==== Supplied information
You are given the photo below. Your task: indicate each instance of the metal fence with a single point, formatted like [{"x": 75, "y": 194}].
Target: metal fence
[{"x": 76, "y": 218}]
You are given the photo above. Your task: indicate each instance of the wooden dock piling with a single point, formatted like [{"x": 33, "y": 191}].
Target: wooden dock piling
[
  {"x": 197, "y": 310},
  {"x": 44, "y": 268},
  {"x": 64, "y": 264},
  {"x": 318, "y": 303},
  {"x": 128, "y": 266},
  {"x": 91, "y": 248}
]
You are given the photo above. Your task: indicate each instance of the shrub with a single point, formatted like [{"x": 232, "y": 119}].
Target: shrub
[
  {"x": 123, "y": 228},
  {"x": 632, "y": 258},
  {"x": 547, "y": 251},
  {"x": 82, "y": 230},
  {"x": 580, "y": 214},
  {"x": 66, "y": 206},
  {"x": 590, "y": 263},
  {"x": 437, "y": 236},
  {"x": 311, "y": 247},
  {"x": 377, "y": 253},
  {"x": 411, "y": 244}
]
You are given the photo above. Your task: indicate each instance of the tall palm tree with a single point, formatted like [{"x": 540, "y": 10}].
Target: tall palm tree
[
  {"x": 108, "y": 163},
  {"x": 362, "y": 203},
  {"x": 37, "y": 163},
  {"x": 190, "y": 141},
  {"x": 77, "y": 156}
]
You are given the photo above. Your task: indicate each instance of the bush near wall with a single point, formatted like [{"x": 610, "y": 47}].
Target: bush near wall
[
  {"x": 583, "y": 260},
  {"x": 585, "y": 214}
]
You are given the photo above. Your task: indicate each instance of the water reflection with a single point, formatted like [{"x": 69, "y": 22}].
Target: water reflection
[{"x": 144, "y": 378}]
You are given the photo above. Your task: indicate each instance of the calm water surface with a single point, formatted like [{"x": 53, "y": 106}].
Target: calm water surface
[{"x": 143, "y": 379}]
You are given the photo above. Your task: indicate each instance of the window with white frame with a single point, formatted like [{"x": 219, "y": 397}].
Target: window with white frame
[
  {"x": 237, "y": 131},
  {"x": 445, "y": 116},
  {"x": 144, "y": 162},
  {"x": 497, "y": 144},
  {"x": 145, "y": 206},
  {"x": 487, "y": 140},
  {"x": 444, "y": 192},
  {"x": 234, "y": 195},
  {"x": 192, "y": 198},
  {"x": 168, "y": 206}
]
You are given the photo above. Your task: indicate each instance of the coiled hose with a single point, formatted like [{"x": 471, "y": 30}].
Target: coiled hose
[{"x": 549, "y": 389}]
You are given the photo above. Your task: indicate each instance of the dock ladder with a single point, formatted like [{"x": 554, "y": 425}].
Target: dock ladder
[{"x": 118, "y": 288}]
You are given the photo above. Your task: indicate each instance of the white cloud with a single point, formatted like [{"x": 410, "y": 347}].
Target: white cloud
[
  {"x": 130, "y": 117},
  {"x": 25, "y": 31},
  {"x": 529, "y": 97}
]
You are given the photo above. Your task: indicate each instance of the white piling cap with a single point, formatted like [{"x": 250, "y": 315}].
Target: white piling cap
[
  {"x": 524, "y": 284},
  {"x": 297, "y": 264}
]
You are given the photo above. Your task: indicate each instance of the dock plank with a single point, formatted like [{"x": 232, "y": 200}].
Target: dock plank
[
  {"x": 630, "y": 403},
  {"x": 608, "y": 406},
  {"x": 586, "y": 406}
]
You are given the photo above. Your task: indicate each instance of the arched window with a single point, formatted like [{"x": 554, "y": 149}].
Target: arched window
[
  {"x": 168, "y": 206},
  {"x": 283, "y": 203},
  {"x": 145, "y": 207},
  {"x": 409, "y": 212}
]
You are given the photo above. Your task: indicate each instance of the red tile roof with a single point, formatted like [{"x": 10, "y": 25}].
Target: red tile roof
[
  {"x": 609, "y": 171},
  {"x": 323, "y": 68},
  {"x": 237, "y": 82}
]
========
Reproduce every line of the data verbatim.

You are given the photo below. Your task: indicate each instance of the metal fence with a single point, formatted like [{"x": 75, "y": 194}].
Target: metal fence
[{"x": 76, "y": 218}]
You are given the photo above. Your task: indicate each instance of the wooden dock piling with a single point, formatted like [{"x": 33, "y": 191}].
Target: wooden dock piling
[
  {"x": 197, "y": 310},
  {"x": 44, "y": 268},
  {"x": 64, "y": 264},
  {"x": 318, "y": 303},
  {"x": 128, "y": 266},
  {"x": 91, "y": 248}
]
You are given the photo above. Your task: indicate each instance of the shrub with a single point, formatted like [{"x": 232, "y": 119}].
Target: shrub
[
  {"x": 123, "y": 228},
  {"x": 632, "y": 258},
  {"x": 547, "y": 251},
  {"x": 82, "y": 230},
  {"x": 580, "y": 214},
  {"x": 66, "y": 206},
  {"x": 590, "y": 263},
  {"x": 437, "y": 236},
  {"x": 311, "y": 247},
  {"x": 377, "y": 253},
  {"x": 411, "y": 244}
]
You are given the photo above. Your task: indicate each instance of the tall palm tree with a single point, formatted like [{"x": 540, "y": 10}].
Target: tall palm tree
[
  {"x": 108, "y": 163},
  {"x": 362, "y": 203},
  {"x": 37, "y": 163},
  {"x": 190, "y": 141},
  {"x": 77, "y": 156}
]
You are given the photo above. Your task: indicate each instance of the bush near wall with a single point, formatted like [{"x": 610, "y": 47}].
Target: bush near wall
[
  {"x": 583, "y": 260},
  {"x": 585, "y": 214}
]
You are given the photo above. Your task: indicate each instance of the water reflection with a single point, formatted like [{"x": 69, "y": 22}].
Target: water reflection
[{"x": 144, "y": 378}]
You are given the photo above. Your task: indicate each instance of the calm water surface with a single point, formatted like [{"x": 53, "y": 106}].
Target: calm water surface
[{"x": 143, "y": 379}]
You are given the photo above. Your task: indicate each instance of the window with white frame with a single point, formatted like [{"x": 219, "y": 397}].
Target: window with white frame
[
  {"x": 237, "y": 131},
  {"x": 445, "y": 116},
  {"x": 144, "y": 162},
  {"x": 497, "y": 144},
  {"x": 145, "y": 206},
  {"x": 487, "y": 140},
  {"x": 444, "y": 192},
  {"x": 234, "y": 195},
  {"x": 192, "y": 198},
  {"x": 168, "y": 206}
]
You are given the photo above. Your task: indicate each instance of the coiled hose with a single point, formatted like [{"x": 471, "y": 30}].
Target: coiled hose
[{"x": 549, "y": 389}]
You are given the photo above. Your task: indicate each instance of the dock ladder with a single point, formatted like [{"x": 554, "y": 425}].
Target: dock ladder
[{"x": 118, "y": 288}]
You are given the photo above. Your task: indicate each instance of the white cloud with a single point, formatted like [{"x": 410, "y": 347}].
Target: white cloud
[
  {"x": 130, "y": 117},
  {"x": 25, "y": 31},
  {"x": 529, "y": 97}
]
You are given the photo above. Your task: indicate each instance of the white piling cap with a single point, formatted like [{"x": 250, "y": 315}].
Target: white piling cap
[
  {"x": 524, "y": 284},
  {"x": 297, "y": 264}
]
You are given the photo above. Your task: indicate each instance of the dock plank with a single point, formatted like [{"x": 232, "y": 200}].
Target: dock plank
[
  {"x": 630, "y": 403},
  {"x": 608, "y": 406},
  {"x": 586, "y": 406}
]
You are given the photo above. Your task: indicate each instance of the arched window with a single point, formatted like [{"x": 554, "y": 149}].
Target: arched window
[
  {"x": 168, "y": 206},
  {"x": 283, "y": 203},
  {"x": 145, "y": 207},
  {"x": 409, "y": 212}
]
You are given the photo above. Your task: indicate each instance of the red tile roof with a single point, formatted like [{"x": 10, "y": 25}].
Target: red tile roof
[
  {"x": 609, "y": 171},
  {"x": 323, "y": 68},
  {"x": 237, "y": 82}
]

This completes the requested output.